_Task statement_
Please transcribe the data exactly, with nothing left out.

===============

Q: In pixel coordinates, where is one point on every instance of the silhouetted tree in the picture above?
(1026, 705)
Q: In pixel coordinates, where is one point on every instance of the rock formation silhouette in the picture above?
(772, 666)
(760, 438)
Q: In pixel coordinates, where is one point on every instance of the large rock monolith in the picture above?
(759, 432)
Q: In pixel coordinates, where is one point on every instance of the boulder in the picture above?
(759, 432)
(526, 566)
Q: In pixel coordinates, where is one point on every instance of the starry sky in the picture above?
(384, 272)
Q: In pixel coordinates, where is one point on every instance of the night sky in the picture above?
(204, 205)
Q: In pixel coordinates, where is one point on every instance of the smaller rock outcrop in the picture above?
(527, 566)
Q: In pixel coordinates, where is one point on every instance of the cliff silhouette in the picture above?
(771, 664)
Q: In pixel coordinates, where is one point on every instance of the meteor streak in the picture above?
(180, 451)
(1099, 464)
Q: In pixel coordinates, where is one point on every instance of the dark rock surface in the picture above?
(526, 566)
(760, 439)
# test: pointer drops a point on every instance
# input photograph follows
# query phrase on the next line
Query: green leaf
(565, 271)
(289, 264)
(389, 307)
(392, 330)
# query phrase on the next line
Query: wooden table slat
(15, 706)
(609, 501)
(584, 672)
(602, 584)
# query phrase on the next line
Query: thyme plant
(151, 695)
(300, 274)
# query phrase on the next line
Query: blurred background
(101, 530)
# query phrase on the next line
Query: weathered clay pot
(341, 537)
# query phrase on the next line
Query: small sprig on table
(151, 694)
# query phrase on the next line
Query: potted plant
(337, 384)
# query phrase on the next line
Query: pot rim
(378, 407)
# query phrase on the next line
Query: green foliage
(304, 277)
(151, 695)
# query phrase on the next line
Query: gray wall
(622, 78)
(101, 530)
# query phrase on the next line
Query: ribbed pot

===============

_Task response_
Q: In pixel coordinates, where is one point on every instance of the silhouetted tree in the picture above?
(1026, 705)
Q: In pixel coordinates, where is one point on every instance of the rock formation silhouette in the picture above?
(772, 666)
(760, 438)
Q: In pixel coordinates, where is one point on every instance of the large rock monolith in the picture above?
(759, 432)
Q: In pixel coordinates, where is one point on every instance of the boulder in the picture above?
(759, 432)
(526, 566)
Q: In pixel coordinates, where is one point on every instance of the starry sky in the picture above?
(384, 272)
Q: In pixel coordinates, where is one point on every instance of the night sky in the picture above?
(204, 205)
Q: In pixel coordinates, where is one point on every instance of the smaller rock outcrop in the picture above?
(527, 566)
Q: In pixel coordinates, where is one point on every instance of the cliff silhouette in the picture above?
(771, 664)
Q: In pixel coordinates, where is one point on every instance of the meteor streak in the picture above?
(180, 451)
(1099, 464)
Q: In pixel coordinates, where is one point on every instance of the dark rock surface in the picture above?
(526, 566)
(760, 439)
# test: pointer drops a point on every instance
# input photograph follows
# query phrase on the next line
Query: green leaf
(565, 271)
(289, 264)
(389, 307)
(392, 330)
# query phrase on the next line
Query: wooden table slat
(15, 706)
(609, 501)
(584, 672)
(602, 584)
# query phrase on the next line
Query: thyme plant
(151, 695)
(300, 274)
# query phrase on the next line
Query: blurred background
(101, 530)
# query phrase on the next line
Query: weathered clay pot
(341, 537)
# query phrase on the next line
Query: small sprig on table
(151, 694)
# query phrase on the next line
Query: potted plant
(337, 384)
# query phrase on the next line
Query: pot rim
(378, 407)
# query phrase on the next line
Query: green foliage
(304, 277)
(151, 695)
# query phrase on the next line
Query: gray wall
(622, 78)
(101, 530)
# query phrase on the next line
Query: ribbed pot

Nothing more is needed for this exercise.